▶ [EXCERTO SELECIONADO]
—————


                Mais, os pais procuravam a cura, e não apenas a sobrevivência. E assim, correram mundo em busca de alternativas, desobedecendo a médicos e tribunais, como verdadeiros heróis.  

                Não lhes tirando o mérito, porque de facto o têm, não deixou de ser uma aposta, um tiro no escuro que por acaso e felizmente correu bem (pelo menos até agora).

                Tiveram coragem de arriscar um tratamento diferente para a sua filha, ainda relativamente recente, menos penoso e doloroso, e aí investir todas as suas forças e dedicação.

                Se este caso da Safira é um precedente e um exemplo a seguir? Bem, convém não esquecer que a menina já tinha feito quimioterapia, antes de ser operada. E que ainda não está curada. Apenas não tem a doença manifestada neste momento.

                O próprio Ralph Steinman, Nobel da Medicina 2011, utilizou em si próprio este tratamento inovador, na área imuno-oncológica, baseado em vacinas de células dendríticas, fornecidas pelo próprio paciente, tendo-se verificado resultados animadores em tumores renais e cerebrais.

—————

▶ [DADOS FORNECIDOS]
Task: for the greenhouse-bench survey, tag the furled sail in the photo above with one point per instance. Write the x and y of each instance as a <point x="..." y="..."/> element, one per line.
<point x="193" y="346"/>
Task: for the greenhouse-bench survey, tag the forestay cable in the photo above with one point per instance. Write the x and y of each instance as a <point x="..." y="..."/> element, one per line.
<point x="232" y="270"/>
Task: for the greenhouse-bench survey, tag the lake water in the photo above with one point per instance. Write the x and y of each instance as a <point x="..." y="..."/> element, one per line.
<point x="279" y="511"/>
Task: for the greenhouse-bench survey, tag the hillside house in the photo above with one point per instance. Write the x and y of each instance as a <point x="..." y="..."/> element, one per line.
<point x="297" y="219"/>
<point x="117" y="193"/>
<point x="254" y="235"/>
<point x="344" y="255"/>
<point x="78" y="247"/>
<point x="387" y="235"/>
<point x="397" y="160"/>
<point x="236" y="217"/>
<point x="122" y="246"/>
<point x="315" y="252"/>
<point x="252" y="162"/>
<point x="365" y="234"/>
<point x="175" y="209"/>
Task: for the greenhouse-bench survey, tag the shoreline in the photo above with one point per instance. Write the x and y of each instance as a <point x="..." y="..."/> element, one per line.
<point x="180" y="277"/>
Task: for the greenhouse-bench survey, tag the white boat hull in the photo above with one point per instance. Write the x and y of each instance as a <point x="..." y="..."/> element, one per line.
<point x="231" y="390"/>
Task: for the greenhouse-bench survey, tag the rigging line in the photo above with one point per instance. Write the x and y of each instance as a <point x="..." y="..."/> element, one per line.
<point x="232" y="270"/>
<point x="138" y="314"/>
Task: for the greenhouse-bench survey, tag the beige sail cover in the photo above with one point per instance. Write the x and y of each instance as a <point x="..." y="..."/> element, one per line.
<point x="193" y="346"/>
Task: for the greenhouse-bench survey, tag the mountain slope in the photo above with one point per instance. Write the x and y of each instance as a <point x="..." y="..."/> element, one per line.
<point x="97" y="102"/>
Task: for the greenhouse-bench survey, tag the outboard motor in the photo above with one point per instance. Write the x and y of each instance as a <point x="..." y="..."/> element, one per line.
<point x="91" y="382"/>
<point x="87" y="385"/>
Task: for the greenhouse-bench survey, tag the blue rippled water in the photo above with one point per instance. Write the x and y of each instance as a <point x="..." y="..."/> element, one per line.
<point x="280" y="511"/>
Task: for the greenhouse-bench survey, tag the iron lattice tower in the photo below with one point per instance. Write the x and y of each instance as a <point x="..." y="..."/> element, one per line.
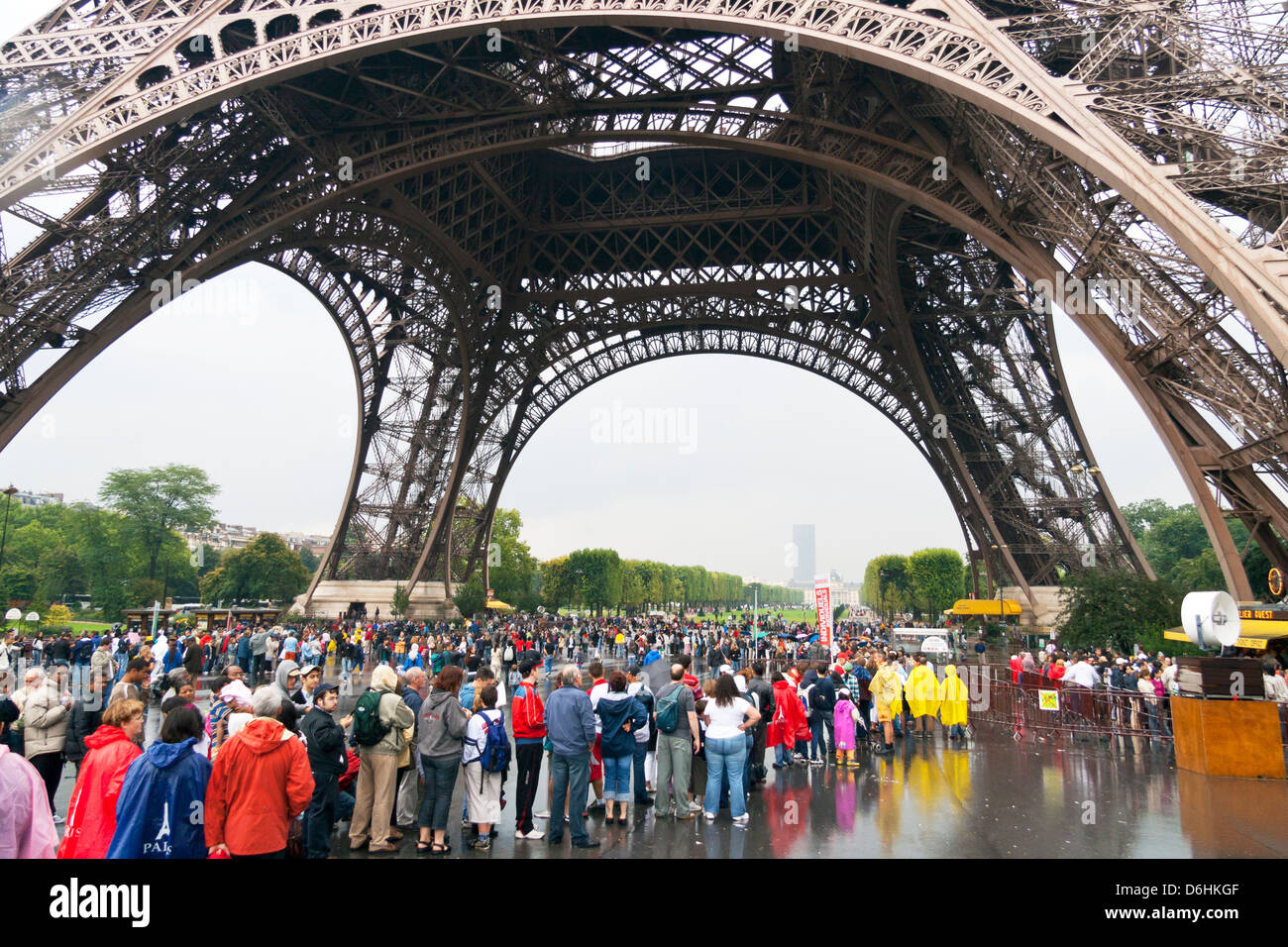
<point x="503" y="201"/>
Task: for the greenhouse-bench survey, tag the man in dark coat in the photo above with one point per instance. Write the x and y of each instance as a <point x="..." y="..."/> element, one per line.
<point x="323" y="738"/>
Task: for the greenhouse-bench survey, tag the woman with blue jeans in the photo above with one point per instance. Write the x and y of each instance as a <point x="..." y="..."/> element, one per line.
<point x="441" y="745"/>
<point x="619" y="715"/>
<point x="728" y="718"/>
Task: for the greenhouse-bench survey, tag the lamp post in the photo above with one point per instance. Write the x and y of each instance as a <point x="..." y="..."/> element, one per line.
<point x="4" y="534"/>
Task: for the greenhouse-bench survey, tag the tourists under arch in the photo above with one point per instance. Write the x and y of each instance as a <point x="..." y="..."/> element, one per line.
<point x="922" y="694"/>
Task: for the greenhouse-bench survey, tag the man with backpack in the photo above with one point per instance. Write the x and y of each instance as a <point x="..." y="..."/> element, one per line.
<point x="528" y="719"/>
<point x="378" y="724"/>
<point x="678" y="740"/>
<point x="639" y="689"/>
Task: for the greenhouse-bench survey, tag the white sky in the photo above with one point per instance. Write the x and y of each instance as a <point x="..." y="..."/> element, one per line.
<point x="266" y="402"/>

—————

▶ [INSTRUÇÕES DA TAREFA] Prossiga o texto sobre o caso da Safira a partir do ponto em que termina.

▶ [RESULTADO DO EXERCÍCIO]
                Infelizmente, no seu caso não se mostrou suficiente - muito embora tenha prolongado o seu tempo de vida, o mesmo acabou por falecer vítima de cancro.

                Penso que a medicina convencional e a medicina alternativa, deveriam complementar-se entre si e unir esforços na luta pela saúde e bem-estar dos pacientes, das novas descobertas e novos tratamentos possíveis.

                Aqui no caso da Safira, entendo que este método experimental, a que está a ser sujeita, é uma terapêutica complementar à medicina convencional à qual já foi anteriormente submetida. Que até ao momento tem-se mostrado benéfica.

                Se é verdade que optar por tratamentos experimentais, sem segurança e eficácia comprovadas é um risco, e por isso os protocolos tentam “defender” os doentes das opiniões pessoais e nunca testadas de alguns médicos, também é verdade nem sempre o conhecimento baseado em centenas de ensaios clínicos e métodos rigorosos são sinónimo de sucesso garantido.

                Tal como também é verdade que qualquer método, hoje cientificamente testado, começou por ser experimental, e se não se tivesse começado por aí, actualmente nem sequer existiria.

                O que acontece é que, quando alguém se depara com a doença, sentindo-se impotente, tem uma necessidade quase cega de acreditar e confiar em alguém, e muitas vezes nem questiona as decisões dos médicos, afinal, eles existem para nos salvar! Mas também são humanos, e também erram.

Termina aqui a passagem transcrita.